EXERCISE DATA below:
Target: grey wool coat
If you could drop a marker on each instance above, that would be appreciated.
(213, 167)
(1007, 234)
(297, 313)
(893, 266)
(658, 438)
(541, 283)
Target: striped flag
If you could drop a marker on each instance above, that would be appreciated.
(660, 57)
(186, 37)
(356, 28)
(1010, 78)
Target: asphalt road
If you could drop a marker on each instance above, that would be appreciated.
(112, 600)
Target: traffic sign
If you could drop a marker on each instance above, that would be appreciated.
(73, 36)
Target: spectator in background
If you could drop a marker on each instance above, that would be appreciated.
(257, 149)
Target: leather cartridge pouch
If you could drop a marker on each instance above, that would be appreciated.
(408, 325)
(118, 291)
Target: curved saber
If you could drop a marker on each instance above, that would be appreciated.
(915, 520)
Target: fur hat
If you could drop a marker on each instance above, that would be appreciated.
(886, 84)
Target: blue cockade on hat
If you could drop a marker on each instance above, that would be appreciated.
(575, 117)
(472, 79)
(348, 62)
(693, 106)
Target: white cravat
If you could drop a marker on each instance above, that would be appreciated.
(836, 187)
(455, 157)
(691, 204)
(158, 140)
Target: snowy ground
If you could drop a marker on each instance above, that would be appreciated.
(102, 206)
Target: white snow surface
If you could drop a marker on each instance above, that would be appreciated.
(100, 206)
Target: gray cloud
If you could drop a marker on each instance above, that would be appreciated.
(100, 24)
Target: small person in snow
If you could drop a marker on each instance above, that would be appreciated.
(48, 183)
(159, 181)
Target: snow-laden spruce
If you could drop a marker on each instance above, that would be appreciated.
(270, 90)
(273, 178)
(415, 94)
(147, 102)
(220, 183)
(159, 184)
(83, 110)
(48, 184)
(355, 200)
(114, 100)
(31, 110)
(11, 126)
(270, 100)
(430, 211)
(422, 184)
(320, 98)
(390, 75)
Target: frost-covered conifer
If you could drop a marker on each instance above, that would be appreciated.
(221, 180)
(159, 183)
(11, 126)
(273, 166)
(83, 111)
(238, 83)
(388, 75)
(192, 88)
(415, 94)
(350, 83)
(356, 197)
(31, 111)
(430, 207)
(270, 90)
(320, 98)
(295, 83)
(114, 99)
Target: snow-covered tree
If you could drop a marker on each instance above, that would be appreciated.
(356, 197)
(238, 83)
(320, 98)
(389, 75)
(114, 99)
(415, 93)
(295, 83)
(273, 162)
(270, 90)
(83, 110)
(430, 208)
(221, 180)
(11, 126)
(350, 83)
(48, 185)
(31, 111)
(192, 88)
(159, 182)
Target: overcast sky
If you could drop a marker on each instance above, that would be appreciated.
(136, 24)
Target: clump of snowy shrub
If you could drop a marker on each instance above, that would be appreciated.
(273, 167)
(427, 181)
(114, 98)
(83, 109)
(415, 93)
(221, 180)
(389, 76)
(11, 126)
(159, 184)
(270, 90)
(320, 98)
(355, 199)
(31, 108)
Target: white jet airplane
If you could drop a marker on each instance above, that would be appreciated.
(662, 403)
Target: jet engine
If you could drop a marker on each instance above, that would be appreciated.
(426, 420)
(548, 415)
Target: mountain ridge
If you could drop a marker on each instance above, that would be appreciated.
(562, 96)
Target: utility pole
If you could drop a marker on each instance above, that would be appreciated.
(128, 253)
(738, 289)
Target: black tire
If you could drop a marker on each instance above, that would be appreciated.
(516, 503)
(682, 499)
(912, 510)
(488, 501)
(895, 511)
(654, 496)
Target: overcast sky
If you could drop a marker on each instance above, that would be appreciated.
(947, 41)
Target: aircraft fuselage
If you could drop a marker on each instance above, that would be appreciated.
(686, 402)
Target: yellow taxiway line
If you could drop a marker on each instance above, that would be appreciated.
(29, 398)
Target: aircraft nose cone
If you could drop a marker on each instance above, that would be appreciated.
End of EXERCISE DATA.
→ WORK TO COMPLETE
Check each line above for the word "aircraft" and copy the ones that have it.

→ ANSWER AREA
Target: aircraft fuselage
Target: aircraft nose cone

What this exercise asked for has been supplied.